▶ **TASK TO CARRY OUT**:
Answer these questions from the text on Welikada North:
(a) What Grama Niladhari Division Code does Welikada North have?
(b) To which Divisional Secretariat does it belong?
(c) Which Grama Niladhari Divisions surround it?

▶ **TEXT UNDER STUDY**:
►
Welikada North Grama Niladhari Division is a Grama Niladhari Division of the Sri Jayawardanapura Kotte Divisional Secretariat of Colombo District of Western Province, Sri Lanka. It has Grama Niladhari Division Code 514D.

Japanese School in Colombo, President's College, Sri Jayawardenapura Kotte, Sri Jayawardenepura Kotte, Siege of Kotte (1557–58), Election Commission of Sri Lanka, Institute of Chemistry Ceylon, Western Hospital, Hewavitharana Maha Vidyalaya, Royal Colombo Golf Club and Devi Balika Vidyalaya are located within, nearby or associated with Welikada North.

Welikada North is a surrounded by the Rajagiriya, Koswatta, Nawala West, Obesekarapura, Gothamipura and Welikada West Grama Niladhari Divisions.
◄
▶ **DATA UNDER STUDY**:
►
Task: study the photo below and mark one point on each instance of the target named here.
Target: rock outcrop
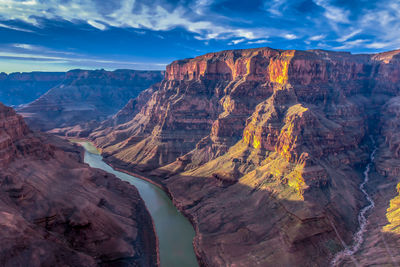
(85, 98)
(262, 148)
(22, 88)
(56, 211)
◄
▶ **RESPONSE TO THIS EXERCISE**:
(a) 514D
(b) The Sri Jayawardanapura Kotte Divisional Secretariat
(c) Rajagiriya, Koswatta, Nawala West, Obesekarapura, Gothamipura and Welikada West